TASK STATEMENT: Can you reproduce the data beneath, keeping every line exact?

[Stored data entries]
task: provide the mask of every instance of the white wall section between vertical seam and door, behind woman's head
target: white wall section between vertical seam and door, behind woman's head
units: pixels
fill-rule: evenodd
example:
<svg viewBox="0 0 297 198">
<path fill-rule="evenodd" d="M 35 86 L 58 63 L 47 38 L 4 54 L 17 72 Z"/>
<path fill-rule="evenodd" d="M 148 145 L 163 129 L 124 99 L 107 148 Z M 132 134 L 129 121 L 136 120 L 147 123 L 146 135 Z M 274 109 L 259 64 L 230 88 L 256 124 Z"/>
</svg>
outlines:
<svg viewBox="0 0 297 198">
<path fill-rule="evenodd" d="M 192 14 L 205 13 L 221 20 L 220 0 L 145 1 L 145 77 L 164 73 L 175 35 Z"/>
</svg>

ANSWER:
task: provide the mask of every instance of the white wall section between vertical seam and door, behind woman's head
target: white wall section between vertical seam and door, behind woman's head
units: pixels
fill-rule: evenodd
example:
<svg viewBox="0 0 297 198">
<path fill-rule="evenodd" d="M 35 86 L 58 63 L 47 38 L 4 54 L 17 72 Z"/>
<path fill-rule="evenodd" d="M 148 145 L 163 129 L 124 99 L 107 148 Z M 132 134 L 129 121 L 136 120 L 147 123 L 146 135 Z M 274 109 L 259 64 L 230 88 L 256 124 Z"/>
</svg>
outlines:
<svg viewBox="0 0 297 198">
<path fill-rule="evenodd" d="M 192 14 L 205 13 L 221 20 L 220 0 L 145 1 L 145 77 L 164 73 L 175 35 Z"/>
</svg>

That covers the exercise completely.